## PROBLEM TO WORK ON
Word for word, write the lines below out again, with no pictures.

::::::::

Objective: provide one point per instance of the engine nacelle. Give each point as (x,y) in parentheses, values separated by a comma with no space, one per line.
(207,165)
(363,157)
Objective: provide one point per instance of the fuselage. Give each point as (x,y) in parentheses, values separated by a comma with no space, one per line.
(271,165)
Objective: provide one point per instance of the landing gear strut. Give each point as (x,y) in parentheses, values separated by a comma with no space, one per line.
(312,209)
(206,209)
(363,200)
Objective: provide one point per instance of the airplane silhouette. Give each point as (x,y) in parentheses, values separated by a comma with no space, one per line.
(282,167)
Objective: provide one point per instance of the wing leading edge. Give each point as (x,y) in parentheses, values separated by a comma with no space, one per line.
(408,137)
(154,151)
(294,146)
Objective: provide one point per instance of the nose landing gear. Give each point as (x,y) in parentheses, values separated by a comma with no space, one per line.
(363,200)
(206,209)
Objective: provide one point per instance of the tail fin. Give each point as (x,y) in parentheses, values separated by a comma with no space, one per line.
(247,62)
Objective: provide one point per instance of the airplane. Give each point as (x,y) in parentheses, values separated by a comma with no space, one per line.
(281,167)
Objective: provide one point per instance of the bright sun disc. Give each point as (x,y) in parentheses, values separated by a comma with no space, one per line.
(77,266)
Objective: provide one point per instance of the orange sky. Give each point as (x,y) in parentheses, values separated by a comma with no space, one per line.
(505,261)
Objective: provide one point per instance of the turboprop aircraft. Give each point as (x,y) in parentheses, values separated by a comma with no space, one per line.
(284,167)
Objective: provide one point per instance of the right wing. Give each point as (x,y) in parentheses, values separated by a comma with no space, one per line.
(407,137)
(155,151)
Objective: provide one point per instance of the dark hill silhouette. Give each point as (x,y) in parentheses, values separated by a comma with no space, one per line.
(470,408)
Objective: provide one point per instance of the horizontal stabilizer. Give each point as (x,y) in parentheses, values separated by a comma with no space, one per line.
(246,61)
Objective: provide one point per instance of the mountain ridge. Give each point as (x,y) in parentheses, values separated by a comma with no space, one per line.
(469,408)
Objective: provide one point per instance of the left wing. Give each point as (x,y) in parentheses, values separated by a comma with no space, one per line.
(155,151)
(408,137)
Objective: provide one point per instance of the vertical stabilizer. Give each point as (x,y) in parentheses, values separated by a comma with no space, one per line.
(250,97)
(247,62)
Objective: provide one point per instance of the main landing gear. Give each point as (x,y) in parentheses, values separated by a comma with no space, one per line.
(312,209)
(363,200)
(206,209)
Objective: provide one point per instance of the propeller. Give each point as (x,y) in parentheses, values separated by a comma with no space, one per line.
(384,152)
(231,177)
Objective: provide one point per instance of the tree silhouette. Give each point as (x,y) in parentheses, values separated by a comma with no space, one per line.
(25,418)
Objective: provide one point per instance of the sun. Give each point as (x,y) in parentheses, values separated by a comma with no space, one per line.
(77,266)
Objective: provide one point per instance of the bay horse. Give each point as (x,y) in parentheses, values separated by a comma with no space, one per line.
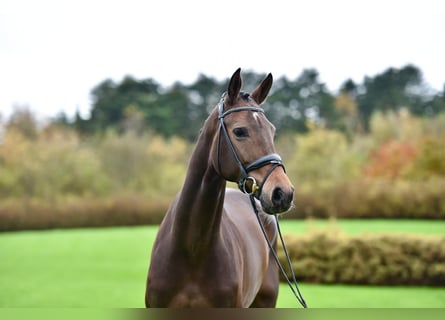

::::::::

## TASK RESULT
Objective: provide one point per instance of the engine nacelle. Give each point as (x,y) in parentheses, values separated by a comma with no space, one per line.
(207,165)
(363,157)
Objective: provide one point per instance of the fuselage. Give each point as (x,y) in parentheses, values separated by a comma with no space, one per line.
(271,165)
Objective: provide one point per instance of the landing gear strut. Give each point as (x,y) in parentheses, values separated by a comma with no space, one per line.
(312,209)
(206,209)
(363,200)
Objective: provide one point per instance of the airplane silhouette. Give each point as (x,y) in parentheses, values separated by a comma with no space, one per line.
(282,167)
Objective: provide one point per instance of the wing leading edge. Give each point as (x,y) in parentheses, values separated by a comma with no space, one per line.
(408,137)
(154,151)
(294,146)
Objective: provide one point per instance of the nose landing gear. Give each point as (x,y) in parentheses, values separated by a comma with no space, one per line.
(363,200)
(206,209)
Objective: provide one point per instance of the tail fin. Give each point as (x,y) in parentheses, values separated by a comma with no space, one per line.
(247,62)
Objective: provide one point per instance of the airplane. Give each point as (x,y) in parentheses, values separated by a comma with no space, one per line.
(281,167)
Objective: provide one point per instance of the bright sun disc. Give each point as (x,y) in parentheses, values separated by a comma with no space, one per line.
(77,266)
Objective: provide one point per instance of the orange sky. Give each point as (x,y) in parentheses, values separated by a comma with no space, one per line.
(505,261)
Objective: provide one point per instance of the turboprop aircraft. Give each point as (x,y) in parentheses, values separated by a comma with no space, one per line.
(284,167)
Objective: provide one point per instance of the right wing. Give each point as (x,y) in parentheses, values separated by a comma with no space, one per line.
(407,137)
(155,151)
Objective: provide one point per instance of the dark hill silhouette. Give each point as (x,y) in parentheses, values separated by a comma with no space, one per line.
(470,408)
Objective: provide one point per instance of the horizontal stabilizer. Give each point as (x,y) in parentheses, values separated by a comma with no space, one per line.
(246,61)
Objective: provide one point per instance of the mountain ridge. Give each point as (x,y) in parentheses, values separated by a comma with no space, one per line.
(469,408)
Objective: provide one point per instance of the left wing. Give each point as (x,y) in parentheses, values separated by a comma with no space, one per line.
(155,151)
(408,137)
Objective: provide one point per instance of the vertical stabilizer. Give each point as (x,y) in parentheses, values separated by a comma with no space, one per line.
(250,97)
(247,62)
Objective: provide one point per instance of the main landing gear. Give each point as (x,y) in parentheses, values separated by a comma with no space, one per line.
(312,209)
(363,200)
(206,209)
Objective: provide one point per instance of the propeller. Give each point as (x,y) in parentheses, values separated by a comma with no space, one per line.
(384,152)
(231,177)
Objective: provide one point per instance of the tree silhouette. Give each point as (x,y) in parentheses, values separated by a comma with no space, one per line.
(25,418)
Objective: provide one point per instance of the sun. Give each point as (x,y) in parentheses, values separated by a comma with no space, one per line.
(77,266)
Objective: provide one point per instance of the bay horse. Give each point as (x,y) in parentheses, values separated by a comma with no space, one per line.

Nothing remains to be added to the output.